What needs to be done: Change "frame" to "image" in the records, starting at the line that contains "For quality assurance, re-label every bird beak" and stopping after the line that contains "125 109 637 422". Return only those lines, with nothing else altered.
'''
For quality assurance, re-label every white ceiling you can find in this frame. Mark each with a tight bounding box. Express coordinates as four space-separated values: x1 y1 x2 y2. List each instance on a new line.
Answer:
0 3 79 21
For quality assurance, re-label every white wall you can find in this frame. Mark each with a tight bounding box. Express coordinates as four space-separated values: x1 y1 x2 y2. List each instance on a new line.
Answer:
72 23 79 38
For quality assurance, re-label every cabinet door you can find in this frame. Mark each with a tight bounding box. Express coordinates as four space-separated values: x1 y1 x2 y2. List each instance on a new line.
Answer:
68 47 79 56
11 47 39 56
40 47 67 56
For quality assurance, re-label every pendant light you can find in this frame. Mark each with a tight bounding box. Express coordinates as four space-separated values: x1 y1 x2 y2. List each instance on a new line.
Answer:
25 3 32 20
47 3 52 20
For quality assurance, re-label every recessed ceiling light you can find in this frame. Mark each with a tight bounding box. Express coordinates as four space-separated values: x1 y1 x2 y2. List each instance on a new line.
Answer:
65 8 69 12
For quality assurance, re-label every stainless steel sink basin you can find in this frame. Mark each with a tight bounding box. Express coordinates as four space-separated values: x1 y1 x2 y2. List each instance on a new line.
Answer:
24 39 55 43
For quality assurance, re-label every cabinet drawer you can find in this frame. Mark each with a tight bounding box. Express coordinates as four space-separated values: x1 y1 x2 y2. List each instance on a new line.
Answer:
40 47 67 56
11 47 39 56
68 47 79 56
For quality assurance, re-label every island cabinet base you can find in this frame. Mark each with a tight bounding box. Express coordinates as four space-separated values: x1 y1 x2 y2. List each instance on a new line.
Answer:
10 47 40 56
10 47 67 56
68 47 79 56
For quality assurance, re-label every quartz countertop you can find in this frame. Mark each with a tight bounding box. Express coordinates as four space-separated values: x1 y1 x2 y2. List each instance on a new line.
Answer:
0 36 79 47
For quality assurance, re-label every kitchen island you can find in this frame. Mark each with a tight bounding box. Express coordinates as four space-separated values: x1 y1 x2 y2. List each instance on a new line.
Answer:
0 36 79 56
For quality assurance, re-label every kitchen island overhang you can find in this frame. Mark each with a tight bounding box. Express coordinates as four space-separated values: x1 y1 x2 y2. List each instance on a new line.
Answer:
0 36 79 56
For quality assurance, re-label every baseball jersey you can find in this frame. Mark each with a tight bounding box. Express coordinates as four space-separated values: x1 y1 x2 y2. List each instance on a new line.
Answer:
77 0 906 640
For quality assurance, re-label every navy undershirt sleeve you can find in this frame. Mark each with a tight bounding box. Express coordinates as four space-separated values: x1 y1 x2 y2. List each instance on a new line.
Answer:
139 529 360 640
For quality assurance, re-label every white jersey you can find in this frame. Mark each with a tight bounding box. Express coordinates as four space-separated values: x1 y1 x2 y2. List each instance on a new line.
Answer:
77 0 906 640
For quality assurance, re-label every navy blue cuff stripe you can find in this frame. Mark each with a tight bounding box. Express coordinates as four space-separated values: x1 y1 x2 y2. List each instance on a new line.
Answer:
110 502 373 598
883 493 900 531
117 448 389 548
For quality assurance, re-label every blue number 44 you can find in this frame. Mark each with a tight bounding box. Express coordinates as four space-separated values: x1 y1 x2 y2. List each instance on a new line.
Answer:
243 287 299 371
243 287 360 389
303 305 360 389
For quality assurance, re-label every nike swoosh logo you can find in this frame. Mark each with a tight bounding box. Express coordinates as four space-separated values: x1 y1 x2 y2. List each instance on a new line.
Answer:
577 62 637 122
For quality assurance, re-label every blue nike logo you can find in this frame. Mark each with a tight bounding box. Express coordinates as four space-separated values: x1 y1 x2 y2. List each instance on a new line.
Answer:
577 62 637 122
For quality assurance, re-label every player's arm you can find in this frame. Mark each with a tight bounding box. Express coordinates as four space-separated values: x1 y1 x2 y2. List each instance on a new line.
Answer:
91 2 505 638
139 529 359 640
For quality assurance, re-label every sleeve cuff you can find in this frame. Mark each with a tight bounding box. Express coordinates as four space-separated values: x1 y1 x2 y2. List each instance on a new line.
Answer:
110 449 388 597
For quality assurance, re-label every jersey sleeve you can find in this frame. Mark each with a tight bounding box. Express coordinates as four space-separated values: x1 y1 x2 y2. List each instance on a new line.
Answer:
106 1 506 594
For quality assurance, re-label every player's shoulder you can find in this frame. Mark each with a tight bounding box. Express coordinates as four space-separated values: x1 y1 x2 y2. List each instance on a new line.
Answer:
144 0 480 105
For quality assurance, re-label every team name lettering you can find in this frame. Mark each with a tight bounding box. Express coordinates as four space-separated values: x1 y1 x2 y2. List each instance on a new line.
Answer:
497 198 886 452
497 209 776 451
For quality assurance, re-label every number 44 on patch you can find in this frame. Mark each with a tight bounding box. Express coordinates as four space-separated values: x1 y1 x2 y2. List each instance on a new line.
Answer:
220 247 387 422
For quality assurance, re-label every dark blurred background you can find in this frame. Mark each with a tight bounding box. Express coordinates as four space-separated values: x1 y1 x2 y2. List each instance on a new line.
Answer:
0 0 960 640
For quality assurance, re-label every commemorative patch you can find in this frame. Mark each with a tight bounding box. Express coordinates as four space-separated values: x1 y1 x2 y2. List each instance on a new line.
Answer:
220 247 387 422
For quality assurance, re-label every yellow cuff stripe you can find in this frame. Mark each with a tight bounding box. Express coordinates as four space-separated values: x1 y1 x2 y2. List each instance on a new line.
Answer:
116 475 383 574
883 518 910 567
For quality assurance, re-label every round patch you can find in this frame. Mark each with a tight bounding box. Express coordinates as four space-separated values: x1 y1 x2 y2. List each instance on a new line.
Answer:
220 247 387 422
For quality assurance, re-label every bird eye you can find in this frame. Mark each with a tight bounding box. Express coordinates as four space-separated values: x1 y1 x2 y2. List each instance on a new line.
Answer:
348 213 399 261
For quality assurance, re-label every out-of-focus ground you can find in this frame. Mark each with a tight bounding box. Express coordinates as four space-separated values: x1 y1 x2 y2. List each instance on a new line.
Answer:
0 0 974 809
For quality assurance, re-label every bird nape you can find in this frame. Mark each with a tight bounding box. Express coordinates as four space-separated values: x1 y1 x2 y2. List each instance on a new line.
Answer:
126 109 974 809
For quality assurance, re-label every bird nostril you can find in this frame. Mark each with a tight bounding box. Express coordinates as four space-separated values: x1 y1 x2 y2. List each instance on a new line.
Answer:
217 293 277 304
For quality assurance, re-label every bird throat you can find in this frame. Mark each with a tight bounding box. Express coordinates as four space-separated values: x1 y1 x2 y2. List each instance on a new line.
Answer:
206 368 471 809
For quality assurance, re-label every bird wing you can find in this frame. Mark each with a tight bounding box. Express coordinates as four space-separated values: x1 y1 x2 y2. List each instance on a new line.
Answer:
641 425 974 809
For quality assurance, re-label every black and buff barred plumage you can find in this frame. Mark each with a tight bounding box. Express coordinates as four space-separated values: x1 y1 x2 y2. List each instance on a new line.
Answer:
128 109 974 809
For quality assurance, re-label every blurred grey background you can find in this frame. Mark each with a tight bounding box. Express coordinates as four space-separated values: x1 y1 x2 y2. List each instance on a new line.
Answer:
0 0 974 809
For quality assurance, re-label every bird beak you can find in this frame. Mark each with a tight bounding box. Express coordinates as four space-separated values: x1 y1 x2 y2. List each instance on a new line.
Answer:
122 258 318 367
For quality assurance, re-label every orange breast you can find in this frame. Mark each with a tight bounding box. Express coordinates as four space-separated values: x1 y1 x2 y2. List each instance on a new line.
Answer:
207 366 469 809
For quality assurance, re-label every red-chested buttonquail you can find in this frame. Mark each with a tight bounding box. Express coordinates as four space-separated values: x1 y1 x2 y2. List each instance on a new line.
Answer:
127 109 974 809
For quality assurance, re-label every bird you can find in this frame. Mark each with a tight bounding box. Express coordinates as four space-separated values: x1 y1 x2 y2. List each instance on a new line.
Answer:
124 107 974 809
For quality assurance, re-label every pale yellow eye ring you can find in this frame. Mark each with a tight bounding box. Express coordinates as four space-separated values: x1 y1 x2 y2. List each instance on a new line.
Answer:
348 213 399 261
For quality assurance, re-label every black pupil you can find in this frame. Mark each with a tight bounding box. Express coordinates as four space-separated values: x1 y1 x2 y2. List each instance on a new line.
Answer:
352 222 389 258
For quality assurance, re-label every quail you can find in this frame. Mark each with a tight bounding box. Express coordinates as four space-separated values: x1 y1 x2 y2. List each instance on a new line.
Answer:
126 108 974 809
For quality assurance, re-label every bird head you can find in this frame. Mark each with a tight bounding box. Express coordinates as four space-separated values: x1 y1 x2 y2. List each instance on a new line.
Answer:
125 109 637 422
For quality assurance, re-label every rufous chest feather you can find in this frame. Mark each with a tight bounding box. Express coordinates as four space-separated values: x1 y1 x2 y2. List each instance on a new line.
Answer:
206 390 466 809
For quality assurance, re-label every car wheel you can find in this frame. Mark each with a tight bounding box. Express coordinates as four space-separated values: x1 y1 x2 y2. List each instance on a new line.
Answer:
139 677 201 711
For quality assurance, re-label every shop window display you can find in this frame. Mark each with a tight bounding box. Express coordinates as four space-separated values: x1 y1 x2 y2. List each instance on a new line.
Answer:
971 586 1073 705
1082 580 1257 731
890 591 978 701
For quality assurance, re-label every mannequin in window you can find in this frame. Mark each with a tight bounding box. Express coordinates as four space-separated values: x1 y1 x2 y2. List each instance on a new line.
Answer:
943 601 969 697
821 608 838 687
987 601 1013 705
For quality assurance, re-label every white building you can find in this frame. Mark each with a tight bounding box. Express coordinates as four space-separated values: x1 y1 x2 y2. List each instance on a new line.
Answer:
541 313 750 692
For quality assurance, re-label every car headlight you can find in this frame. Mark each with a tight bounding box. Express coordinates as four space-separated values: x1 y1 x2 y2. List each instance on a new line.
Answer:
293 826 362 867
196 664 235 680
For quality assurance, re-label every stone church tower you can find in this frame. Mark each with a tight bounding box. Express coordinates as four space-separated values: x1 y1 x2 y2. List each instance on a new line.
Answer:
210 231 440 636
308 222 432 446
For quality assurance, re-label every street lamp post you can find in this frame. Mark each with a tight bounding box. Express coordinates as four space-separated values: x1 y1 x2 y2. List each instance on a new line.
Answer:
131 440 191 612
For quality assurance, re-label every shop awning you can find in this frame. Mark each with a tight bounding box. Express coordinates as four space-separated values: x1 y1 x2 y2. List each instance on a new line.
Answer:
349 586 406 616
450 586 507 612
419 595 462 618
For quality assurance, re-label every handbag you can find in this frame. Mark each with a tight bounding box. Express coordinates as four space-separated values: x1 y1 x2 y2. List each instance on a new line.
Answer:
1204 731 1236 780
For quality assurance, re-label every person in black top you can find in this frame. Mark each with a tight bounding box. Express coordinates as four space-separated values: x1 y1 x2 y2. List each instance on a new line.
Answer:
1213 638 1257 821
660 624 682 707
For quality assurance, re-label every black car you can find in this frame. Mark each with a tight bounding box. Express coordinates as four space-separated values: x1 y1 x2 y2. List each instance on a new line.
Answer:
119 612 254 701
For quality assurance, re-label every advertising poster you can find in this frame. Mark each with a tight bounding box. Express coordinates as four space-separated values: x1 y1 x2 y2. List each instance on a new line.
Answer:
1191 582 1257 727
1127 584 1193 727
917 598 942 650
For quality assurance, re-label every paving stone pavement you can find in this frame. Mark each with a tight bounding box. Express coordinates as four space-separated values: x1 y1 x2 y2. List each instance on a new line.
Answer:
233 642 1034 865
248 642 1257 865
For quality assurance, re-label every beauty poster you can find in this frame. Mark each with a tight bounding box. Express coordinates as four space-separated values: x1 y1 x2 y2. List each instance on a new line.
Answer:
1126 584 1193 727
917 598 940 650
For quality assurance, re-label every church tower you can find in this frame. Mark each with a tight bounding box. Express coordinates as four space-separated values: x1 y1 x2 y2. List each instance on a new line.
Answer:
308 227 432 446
'''
Task response:
For quality assurance, re-label every bird beak you can find in this image. Mark each with a tight bounding box. Express coordinates as four space-separated values: x1 y1 x2 y2. List each instance on a new line.
Answer:
122 258 318 367
For quality assurance, re-label every orange breast you can find in this image. Mark each with a tight bounding box. Express coordinates as four space-separated values: x1 y1 x2 y2. List each instance on a new line.
Answer:
207 366 469 809
For quality assurance, re-label every red-chested buttonquail you can find in this image. Mark each with a tight bounding box. Express coordinates as four space-separated values: x1 y1 x2 y2. List each instance on a new line.
Answer:
127 109 974 809
For quality assurance, re-label every bird you can find in this image. Mark each with a tight bounding box. Express coordinates as four space-separated values: x1 y1 x2 y2. List each instance on a new line.
Answer:
124 107 974 809
For quality assurance, re-label every pale yellow eye ring you can find in this image. Mark each with a tight bounding box. Express coordinates as four space-separated values: x1 y1 x2 y2. List each instance on a new line.
Answer:
348 213 399 261
For quality assurance, re-label every black pupil you can find in this image. Mark each with a tight bounding box. Express coordinates as four space-separated values: x1 y1 x2 y2. List each instance on a new line.
Answer:
352 222 389 258
For quality assurance, re-label every quail you can find in this image. Mark each with a tight bounding box. Express coordinates as four space-separated values: x1 y1 x2 y2. List each instance on a new line.
Answer:
126 108 974 809
For quality assurance, re-label every bird head you can find in this image. Mark each with a tight bounding box. Express coordinates as four space-separated values: x1 y1 x2 y2. List each instance on a new line.
Answer:
125 109 637 422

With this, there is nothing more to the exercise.